* What you need to do
Every entry must be echoed exactly.

--- Data for processing ---

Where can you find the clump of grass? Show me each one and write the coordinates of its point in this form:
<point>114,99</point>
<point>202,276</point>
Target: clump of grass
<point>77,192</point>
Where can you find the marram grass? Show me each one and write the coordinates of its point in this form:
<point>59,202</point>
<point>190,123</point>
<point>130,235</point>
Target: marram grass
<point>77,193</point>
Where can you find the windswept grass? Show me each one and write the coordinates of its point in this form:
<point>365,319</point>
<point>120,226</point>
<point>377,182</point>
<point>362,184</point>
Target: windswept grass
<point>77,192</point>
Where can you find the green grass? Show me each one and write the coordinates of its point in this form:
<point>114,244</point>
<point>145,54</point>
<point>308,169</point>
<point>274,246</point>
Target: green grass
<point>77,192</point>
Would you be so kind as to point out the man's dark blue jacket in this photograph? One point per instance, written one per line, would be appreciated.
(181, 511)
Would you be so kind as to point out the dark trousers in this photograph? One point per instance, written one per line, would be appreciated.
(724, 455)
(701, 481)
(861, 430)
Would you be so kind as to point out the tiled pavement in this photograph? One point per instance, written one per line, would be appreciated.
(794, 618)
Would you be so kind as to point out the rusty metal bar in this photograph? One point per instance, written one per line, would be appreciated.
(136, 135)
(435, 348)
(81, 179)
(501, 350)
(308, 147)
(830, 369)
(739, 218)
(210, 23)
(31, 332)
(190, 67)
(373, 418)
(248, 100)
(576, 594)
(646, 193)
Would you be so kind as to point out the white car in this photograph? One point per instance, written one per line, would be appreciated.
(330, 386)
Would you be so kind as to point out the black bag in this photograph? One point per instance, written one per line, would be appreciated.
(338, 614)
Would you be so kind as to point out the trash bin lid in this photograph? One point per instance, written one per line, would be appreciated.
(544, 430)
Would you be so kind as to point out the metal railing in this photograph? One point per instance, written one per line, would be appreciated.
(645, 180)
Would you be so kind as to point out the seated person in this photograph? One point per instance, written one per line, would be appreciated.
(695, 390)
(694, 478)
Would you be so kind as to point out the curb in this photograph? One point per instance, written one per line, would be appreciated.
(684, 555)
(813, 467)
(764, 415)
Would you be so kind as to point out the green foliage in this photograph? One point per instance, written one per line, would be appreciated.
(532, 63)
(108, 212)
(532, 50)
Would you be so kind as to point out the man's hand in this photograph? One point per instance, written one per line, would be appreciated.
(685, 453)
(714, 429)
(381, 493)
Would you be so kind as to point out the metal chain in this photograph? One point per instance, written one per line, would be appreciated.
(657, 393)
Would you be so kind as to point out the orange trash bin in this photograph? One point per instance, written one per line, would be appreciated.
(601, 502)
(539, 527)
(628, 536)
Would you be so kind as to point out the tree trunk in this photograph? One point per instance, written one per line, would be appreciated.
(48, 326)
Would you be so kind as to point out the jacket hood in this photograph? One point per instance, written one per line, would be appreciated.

---

* Answer box
Where can you find the clump of grass? Show me each one and write the coordinates of its point in this form:
<point>114,99</point>
<point>202,276</point>
Target: clump of grass
<point>77,192</point>
Where can you find the marram grass? Show me each one and write the coordinates of its point in this form:
<point>59,202</point>
<point>190,123</point>
<point>130,235</point>
Target: marram grass
<point>77,193</point>
Where can you find the windswept grass? Show me each one and write the coordinates of its point in this form:
<point>365,319</point>
<point>120,226</point>
<point>377,182</point>
<point>362,184</point>
Target: windswept grass
<point>77,192</point>
Where can you find the green grass? Show me each one and write the coordinates of its point in this form:
<point>114,244</point>
<point>145,54</point>
<point>308,169</point>
<point>274,246</point>
Target: green grass
<point>77,192</point>
Would you be so kind as to point out the man's dark blue jacket in this photograph? One point per instance, written one per line, would be appreciated.
(181, 511)
Would you be so kind as to point out the dark trousers in this photograph? One point per instance, written one per line, would be appreciated.
(724, 455)
(701, 481)
(861, 430)
Would you be so kind as to point out the tiled pavement in this photograph? One point per instance, written one per line, would be appreciated.
(794, 618)
Would you be so kind as to point out the rusty metal bar in this photograph? One point per instance, written one per line, would be appreciated.
(136, 135)
(435, 348)
(81, 179)
(501, 350)
(308, 147)
(830, 369)
(739, 218)
(210, 23)
(31, 332)
(190, 67)
(373, 418)
(248, 100)
(576, 594)
(646, 193)
Would you be so kind as to point out the white car in this photograph? One point per instance, written one per line, would be appreciated.
(330, 386)
Would you be so kind as to point out the black bag in this photograph? One point per instance, written one per line, would be appreciated.
(338, 614)
Would you be so kind as to point out the trash bin lid in this photograph? One point per instance, written one per line, would be appreciated.
(544, 430)
Would you be so kind as to point out the metal railing in this photograph? One point per instance, written one per line, would be appreciated.
(645, 180)
Would you be so kind as to point out the seated person in this photograph? One point per instance, written one per line, would be appreciated.
(695, 390)
(694, 478)
Would you be so kind as to point out the curb in this photograph? One point per instance, written one per line, would be appreciated.
(684, 555)
(813, 467)
(764, 415)
Would you be so kind as to point out the green foliage in this photograph? One point per instance, written one per line, would be appreciated.
(532, 63)
(108, 212)
(532, 50)
Would you be so kind as to point out the man's hand in this photograph? One point per instance, written one per line, would be appreciated.
(685, 453)
(714, 429)
(381, 493)
Would you be so kind as to point out the metal chain in this photograph? One point per instance, written one per line, would be appreciated.
(657, 393)
Would you be so kind as to point out the orange trash bin in this photograph? One point per instance, written one per line, would be appreciated.
(601, 502)
(539, 527)
(628, 536)
Would you be so kind as to point out the tree trunk in this photograph? One point per instance, written one per line, would be appreciated.
(48, 326)
Would you be so kind as to point out the jacket hood in this photograph? One point per instance, written one per line, would be appreciated.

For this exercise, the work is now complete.